Now, that's interesting. But even our simple apartment example from the beggining has more than one variable. In fact we have 4! Bedrooms, Bathrooms, Square Footage and Age. (Price is the target value - what we want to predict.
GRADIENT - HOW STEEP IN ALL DIRECTIONS?
f(x) = x² + y²
Function value f(x, y) = 0.2x² + 0.2y²: 0.00
Gradient ∇f = [0.3x, 0.3y] = [ 0.00, 0.00 ]
The yellow arrow shows the gradient - always points in the direction of steepest increase.
The gradient is just a collection of derivatives - one for each variable. It shows us the slope in every direction at once. We can visualise a function with two variables, x and y, because we still have that third dimension z to show height. But here's the kicker: we've already hit our visualisation limit. Any network with more than two parameters is near impossible to visualise. Real neural networks have millions.
That's why we need autograd. It handles all the derivative calculations automatically. And with the help of a GPU, this can be done at speeds hard to imagine.

## [DATA PROVIDED]
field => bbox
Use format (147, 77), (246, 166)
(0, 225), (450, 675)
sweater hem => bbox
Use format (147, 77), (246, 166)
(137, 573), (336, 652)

## [WHAT TO DO]
A – Answer these about the passage on gradients:
(i) Which four variables does the apartment example have?
(ii) What does the yellow arrow show?
(iii) According to the passage, how many parameters do real neural networks have?
B – Pick up the passage on gradients after its final sentence and carry it on.

## [RESULTS]
A –
(i) Bedrooms, Bathrooms, Square Footage and Age.
(ii) The gradient, which always points in the direction of steepest increase.
(iii) Millions.

B –
We just trust the maths at this point.
GRADIENT DESCENT - FOLLOWING THE SLOPE DOWNHILL
Autograd gives us the gradient. As you saw on the chart, the arrow points uphill in the direction of steepest increase. And what's up there? Higher loss - further away from the truth. Based on that information we can make adjustmets. Gradient Descent is the algorithm that finds our way down, to the valley where loss is lowest.
It's not the only algorithm that does that. The one worth mentionig is Adam - one of the most popular optimisers, also included in PyTorch's library.
The training loop becomes: calculate derivatives to get the gradient → use the optimiser (gradient descent, Adam, etc.) to make adjustments → repeat that hundreds or thousands of times.
autograd in practice
Let's now explore how we can calculate derivatives in PyTorch.
# DEFINE SINGLE VALUE TENSOR
# NOTICE WE ARE ENABLING GRADIENT TRACKING
x = torch.tensor(2.0, requires_grad=True)
# DEFINE FUNCTION f(x) = x²
f = x ** 2
# TO CALCULATE GRADIENT WE CAN CALL .backward() function
f.backward()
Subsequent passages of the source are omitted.